* **Instructions to follow**
Each entry must be reproduced precisely as it stands.

..........

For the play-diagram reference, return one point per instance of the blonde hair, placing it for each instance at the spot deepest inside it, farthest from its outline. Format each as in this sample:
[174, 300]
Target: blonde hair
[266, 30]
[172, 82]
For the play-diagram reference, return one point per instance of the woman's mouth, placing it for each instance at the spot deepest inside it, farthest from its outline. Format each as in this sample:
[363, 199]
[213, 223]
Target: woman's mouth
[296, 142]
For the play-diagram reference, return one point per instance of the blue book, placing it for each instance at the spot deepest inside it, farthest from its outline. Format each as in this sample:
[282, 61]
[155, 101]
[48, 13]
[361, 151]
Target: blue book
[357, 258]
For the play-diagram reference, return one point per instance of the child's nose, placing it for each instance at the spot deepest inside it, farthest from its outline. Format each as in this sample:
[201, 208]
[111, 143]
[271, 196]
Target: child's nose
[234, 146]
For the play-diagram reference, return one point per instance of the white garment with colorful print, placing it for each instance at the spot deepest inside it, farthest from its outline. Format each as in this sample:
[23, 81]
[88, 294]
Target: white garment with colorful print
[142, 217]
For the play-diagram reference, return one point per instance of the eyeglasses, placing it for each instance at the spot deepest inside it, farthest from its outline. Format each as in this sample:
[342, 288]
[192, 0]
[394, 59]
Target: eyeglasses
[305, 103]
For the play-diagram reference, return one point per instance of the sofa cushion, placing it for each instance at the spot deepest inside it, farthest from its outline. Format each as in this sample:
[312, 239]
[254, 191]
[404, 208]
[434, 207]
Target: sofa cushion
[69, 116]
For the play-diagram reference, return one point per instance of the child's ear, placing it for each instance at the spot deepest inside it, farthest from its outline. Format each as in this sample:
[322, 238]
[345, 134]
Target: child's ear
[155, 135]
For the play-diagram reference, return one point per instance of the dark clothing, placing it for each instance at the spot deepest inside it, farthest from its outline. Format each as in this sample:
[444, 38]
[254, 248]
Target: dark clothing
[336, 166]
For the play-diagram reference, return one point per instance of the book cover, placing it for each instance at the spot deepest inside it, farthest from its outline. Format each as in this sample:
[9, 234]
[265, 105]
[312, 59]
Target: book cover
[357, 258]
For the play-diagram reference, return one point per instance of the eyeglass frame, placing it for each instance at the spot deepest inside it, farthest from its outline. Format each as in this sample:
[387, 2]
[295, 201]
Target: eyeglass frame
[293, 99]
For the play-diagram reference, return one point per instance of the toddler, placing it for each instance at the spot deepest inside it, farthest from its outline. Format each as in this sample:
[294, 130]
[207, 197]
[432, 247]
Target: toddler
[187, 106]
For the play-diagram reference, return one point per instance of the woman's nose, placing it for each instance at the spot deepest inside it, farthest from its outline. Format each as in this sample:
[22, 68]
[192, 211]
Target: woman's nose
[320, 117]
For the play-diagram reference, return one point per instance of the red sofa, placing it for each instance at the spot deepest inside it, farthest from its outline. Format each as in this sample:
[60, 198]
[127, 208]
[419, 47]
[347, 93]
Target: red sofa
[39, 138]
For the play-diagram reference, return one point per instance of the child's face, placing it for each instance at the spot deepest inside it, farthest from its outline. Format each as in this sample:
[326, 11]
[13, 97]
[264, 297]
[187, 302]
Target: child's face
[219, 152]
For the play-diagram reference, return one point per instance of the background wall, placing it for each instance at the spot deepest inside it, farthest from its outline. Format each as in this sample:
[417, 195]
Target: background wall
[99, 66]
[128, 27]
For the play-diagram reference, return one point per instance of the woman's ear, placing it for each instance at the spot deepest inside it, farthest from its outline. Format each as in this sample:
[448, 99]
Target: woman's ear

..........

* **Your response**
For the play-diagram reference, return one point per instance of the blonde hair, placing it for each instance at the spot deepest inside it, farthest from its outline. Format each as in this sample:
[174, 300]
Target: blonde hair
[266, 30]
[172, 82]
For the play-diagram reference, return one point per instance of the woman's mouth, placing it for each instance at the spot deepest inside it, farthest from its outline. Format each as in this sample:
[363, 199]
[213, 223]
Target: woman's mouth
[296, 142]
For the play-diagram reference, return one point per instance of the blue book, placing it for each instance at the spot deepest inside it, farthest from its outline. Format each as in this sample:
[282, 61]
[155, 101]
[48, 13]
[361, 151]
Target: blue book
[357, 258]
For the play-diagram reference, return one point per instance of the child's nose, placing it for each instance at the spot deepest inside it, farthest from its outline. Format each as in this sample:
[201, 208]
[111, 143]
[271, 196]
Target: child's nose
[234, 146]
For the play-diagram reference, return one point per instance of the white garment with colorful print, placing it for each instance at the spot deepest inside it, farthest from its outline. Format each as in this sample:
[23, 81]
[88, 294]
Target: white garment with colorful print
[142, 217]
For the play-diagram reference, return one point per instance of the eyeglasses, placing it for each instance at the spot deepest inside it, farthest from its outline. Format each as in this sample:
[342, 288]
[192, 0]
[394, 59]
Target: eyeglasses
[305, 103]
For the play-diagram reference, return one point per instance of the sofa cushion, placing it for each instance at the spot deepest inside it, farthest from its outline. Format each as in this sample:
[312, 239]
[254, 191]
[404, 208]
[434, 207]
Target: sofa cushion
[69, 116]
For the play-diagram reference, return one point per instance of the child's ear, placing it for each instance at the spot deepest inside it, farthest from its outline. Format each as in this sample:
[322, 238]
[345, 134]
Target: child's ear
[155, 135]
For the play-diagram reference, return one point per instance of the dark clothing, placing it for each instance at the spot deepest inside it, farthest from its outline. Format each as in this sample:
[444, 38]
[254, 248]
Target: dark clothing
[336, 166]
For the play-diagram reference, return one point per instance of the book cover, placing it for each instance at the spot deepest inside it, farthest from its outline. Format each as in this sample:
[9, 234]
[265, 105]
[312, 59]
Target: book cover
[357, 258]
For the play-diagram reference, return one point per instance of the eyeglass frame, placing it for each instance at the spot deepest inside it, farthest from its outline. Format each as in this sample:
[387, 2]
[295, 201]
Target: eyeglass frame
[293, 99]
For the play-diagram reference, return one point per instance of the toddler, placing it for each instance at the spot deepest inside it, farthest from its outline. Format each as in this sample:
[294, 130]
[207, 197]
[432, 247]
Target: toddler
[187, 106]
For the play-diagram reference, return one point per instance of the woman's nose, placing it for each instance at the spot deepest inside it, farthest from its outline. Format each as in this sample:
[22, 68]
[192, 211]
Target: woman's nose
[320, 117]
For the play-diagram reference, return one point per instance of the red sofa, placing it for each instance at the spot deepest inside it, farthest from its outline. Format each as in this sample:
[60, 198]
[127, 208]
[419, 47]
[347, 93]
Target: red sofa
[39, 138]
For the play-diagram reference, return one point per instance of the child's face, placing it for each instance at the spot deepest inside it, farthest from its outline. Format each as in this sample:
[326, 11]
[13, 97]
[264, 297]
[187, 302]
Target: child's face
[219, 152]
For the play-diagram reference, return one point per instance of the background wall, placing it for each instance at the spot deepest inside it, farthest from its outline. Format each as in this sample:
[417, 195]
Target: background wall
[99, 66]
[128, 27]
For the play-diagram reference, return one point per instance of the woman's ear, placing it for each instance at the spot deepest inside it, farthest from its outline. Format each as in this sample:
[448, 99]
Target: woman's ear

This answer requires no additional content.